Input data section start
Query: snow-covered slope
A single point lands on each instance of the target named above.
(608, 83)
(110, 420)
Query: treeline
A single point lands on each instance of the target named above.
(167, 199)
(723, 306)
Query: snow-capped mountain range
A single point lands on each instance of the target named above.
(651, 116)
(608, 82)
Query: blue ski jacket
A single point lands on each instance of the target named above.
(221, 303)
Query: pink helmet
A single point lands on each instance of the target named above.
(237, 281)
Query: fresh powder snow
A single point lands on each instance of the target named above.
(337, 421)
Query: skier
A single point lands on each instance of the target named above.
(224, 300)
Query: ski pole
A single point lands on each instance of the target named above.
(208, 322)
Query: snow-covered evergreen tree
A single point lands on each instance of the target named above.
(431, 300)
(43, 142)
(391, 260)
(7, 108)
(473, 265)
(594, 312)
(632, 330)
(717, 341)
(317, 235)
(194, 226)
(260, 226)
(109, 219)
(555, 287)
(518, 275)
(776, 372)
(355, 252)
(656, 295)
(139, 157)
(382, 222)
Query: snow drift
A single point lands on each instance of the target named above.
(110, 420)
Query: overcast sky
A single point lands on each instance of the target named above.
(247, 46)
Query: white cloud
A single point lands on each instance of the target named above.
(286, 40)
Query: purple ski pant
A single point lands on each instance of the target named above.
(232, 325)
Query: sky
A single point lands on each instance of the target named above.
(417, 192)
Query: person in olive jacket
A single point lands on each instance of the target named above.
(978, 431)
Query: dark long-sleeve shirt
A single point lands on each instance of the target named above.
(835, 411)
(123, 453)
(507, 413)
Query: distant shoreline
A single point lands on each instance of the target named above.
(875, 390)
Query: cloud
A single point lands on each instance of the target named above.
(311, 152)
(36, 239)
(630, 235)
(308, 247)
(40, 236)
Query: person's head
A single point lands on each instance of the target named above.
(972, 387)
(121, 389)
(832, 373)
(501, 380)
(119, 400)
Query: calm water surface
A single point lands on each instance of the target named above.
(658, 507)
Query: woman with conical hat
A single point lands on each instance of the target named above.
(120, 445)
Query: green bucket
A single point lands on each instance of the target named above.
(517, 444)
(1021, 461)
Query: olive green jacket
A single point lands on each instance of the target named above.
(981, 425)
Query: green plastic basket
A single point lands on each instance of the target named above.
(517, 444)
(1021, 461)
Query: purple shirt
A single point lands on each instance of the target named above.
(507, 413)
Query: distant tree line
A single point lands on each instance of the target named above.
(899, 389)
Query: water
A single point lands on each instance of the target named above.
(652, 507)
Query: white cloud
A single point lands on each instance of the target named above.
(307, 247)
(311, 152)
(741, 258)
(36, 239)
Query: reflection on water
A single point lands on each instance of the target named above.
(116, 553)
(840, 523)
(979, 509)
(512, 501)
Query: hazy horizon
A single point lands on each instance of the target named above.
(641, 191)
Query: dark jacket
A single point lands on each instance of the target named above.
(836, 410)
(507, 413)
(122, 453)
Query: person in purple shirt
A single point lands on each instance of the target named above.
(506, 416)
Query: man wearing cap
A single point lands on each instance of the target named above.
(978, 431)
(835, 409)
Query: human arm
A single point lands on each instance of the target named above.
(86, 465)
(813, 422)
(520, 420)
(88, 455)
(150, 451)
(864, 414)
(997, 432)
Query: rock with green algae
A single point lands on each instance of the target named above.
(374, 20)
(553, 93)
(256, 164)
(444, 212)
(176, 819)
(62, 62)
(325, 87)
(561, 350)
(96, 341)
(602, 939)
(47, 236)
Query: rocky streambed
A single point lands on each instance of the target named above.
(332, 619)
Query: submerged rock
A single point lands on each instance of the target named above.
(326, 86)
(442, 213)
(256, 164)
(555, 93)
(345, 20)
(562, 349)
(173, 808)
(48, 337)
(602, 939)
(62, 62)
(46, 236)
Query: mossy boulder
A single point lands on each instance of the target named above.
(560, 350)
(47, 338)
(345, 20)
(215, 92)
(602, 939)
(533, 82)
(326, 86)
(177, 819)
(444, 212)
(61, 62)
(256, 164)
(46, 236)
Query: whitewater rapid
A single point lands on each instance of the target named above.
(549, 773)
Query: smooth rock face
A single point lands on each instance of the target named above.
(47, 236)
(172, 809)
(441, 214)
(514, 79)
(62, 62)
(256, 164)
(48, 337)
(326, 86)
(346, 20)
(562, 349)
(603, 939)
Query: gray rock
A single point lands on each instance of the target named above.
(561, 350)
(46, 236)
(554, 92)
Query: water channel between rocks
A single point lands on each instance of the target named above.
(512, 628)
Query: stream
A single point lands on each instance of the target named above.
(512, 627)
Input data section end
Exercise description:
Every entry above needs to be duplicated exactly.

Your response:
Query: snow-covered slope
A single point lands on each instance of the target named above.
(608, 83)
(110, 420)
Query: treeline
A single point lands on each instance of the target named above.
(167, 199)
(723, 306)
Query: snow-capped mountain range
A single point lands on each instance of the target named above.
(651, 116)
(608, 82)
Query: blue ski jacket
A single point lands on each instance of the target named above.
(221, 303)
Query: pink helmet
A single point lands on each instance of the target named above.
(237, 281)
Query: fresh powder snow
A single point lands on each instance of the target named above.
(337, 421)
Query: skier
A single point lands on each instance of the target named above.
(224, 300)
Query: ski pole
A single point lands on each instance of the target named above.
(208, 322)
Query: snow-covered evergreen tree
A single point lands on each instance of the target named above.
(431, 300)
(43, 142)
(391, 260)
(7, 108)
(473, 265)
(594, 312)
(632, 330)
(717, 341)
(317, 235)
(194, 226)
(260, 226)
(109, 219)
(555, 287)
(518, 275)
(776, 372)
(355, 252)
(656, 295)
(139, 157)
(382, 222)
Query: snow drift
A single point lands on each instance of the target named above.
(110, 420)
Query: overcast sky
A single point lands on each instance of the target named above.
(247, 46)
Query: white cloud
A single point lands on each instance of the target named above.
(286, 40)
Query: purple ski pant
A single point lands on each instance of the target named above.
(232, 325)
Query: sky
A single point lands on each instance of the target named above.
(417, 192)
Query: person in olive jacket
A single point lands on each instance of the target named above.
(978, 431)
Query: dark long-sleeve shirt
A single point lands on each instance of the target named above.
(835, 411)
(123, 453)
(507, 413)
Query: distant shoreline
A single point lands on each instance of the target named above.
(875, 390)
Query: cloud
A single point lands on each instance of the target named above.
(311, 152)
(36, 239)
(630, 235)
(308, 247)
(40, 236)
Query: person's head
A single point lands on each instance of the target named above.
(972, 387)
(121, 389)
(832, 373)
(501, 380)
(119, 400)
Query: calm water surface
A single point lands on each instance of the target named above.
(658, 507)
Query: woman with conical hat
A single point lands on each instance of the target named above.
(120, 445)
Query: green bucket
A single point lands on each instance of the target named above.
(517, 444)
(1021, 461)
Query: olive green jacket
A single point lands on each instance of the target named above.
(981, 425)
Query: green plastic basket
A single point lands on each instance of the target named above.
(517, 444)
(1021, 461)
Query: purple shirt
A single point lands on each instance of the target named above.
(507, 413)
Query: distant tree line
A single point lands on each instance of the target named above.
(899, 389)
Query: water
A single point lands on each instance of the target named above.
(652, 507)
Query: white cloud
A single point lands on each instance of the target named above.
(307, 247)
(311, 152)
(741, 258)
(36, 239)
Query: reflection on water
A single point lands on each instance of the target named above.
(116, 553)
(840, 523)
(979, 509)
(512, 501)
Query: hazy horizon
A single point lands on each instance of the target named above.
(641, 191)
Query: dark jacket
A single point lands on each instance of the target named above.
(836, 410)
(507, 413)
(122, 453)
Query: person in purple shirt
A single point lands on each instance of the target named above.
(506, 416)
Query: man wearing cap
A single point lands on each instance of the target named above.
(978, 431)
(835, 409)
Query: human arm
A single point lands on each instance of the target named above.
(86, 465)
(813, 422)
(520, 420)
(88, 455)
(150, 451)
(864, 414)
(997, 432)
Query: rock with green algae
A single point lands on each instance of the target named above.
(374, 20)
(553, 93)
(256, 164)
(444, 212)
(176, 819)
(62, 62)
(325, 87)
(561, 350)
(96, 341)
(602, 939)
(47, 236)
Query: rocky streambed
A single point lands on each instance of the target named above.
(332, 619)
Query: submerged rock
A single point lands on each instance of the target named above.
(326, 86)
(442, 213)
(256, 164)
(555, 93)
(345, 20)
(562, 349)
(173, 808)
(48, 337)
(602, 939)
(62, 62)
(46, 236)
Query: mossy boulder
A single point lands on each instance of the target named above.
(560, 350)
(47, 338)
(345, 20)
(215, 92)
(602, 939)
(533, 82)
(326, 86)
(177, 819)
(444, 212)
(61, 62)
(256, 164)
(46, 236)
Query: whitewater rapid
A single point lands on each instance of the target named above.
(549, 773)
Query: smooth rock face
A single point lands on each instance of the target named above.
(47, 236)
(172, 809)
(441, 214)
(514, 79)
(62, 62)
(256, 164)
(48, 337)
(326, 86)
(346, 20)
(562, 349)
(603, 939)
Query: gray rock
A single point lands on each instance of the target named above.
(561, 350)
(46, 236)
(554, 92)
Query: water channel between rocks
A single point lands on each instance of the target named above.
(512, 628)
Query: stream
A single point lands on each instance of the target named above.
(512, 627)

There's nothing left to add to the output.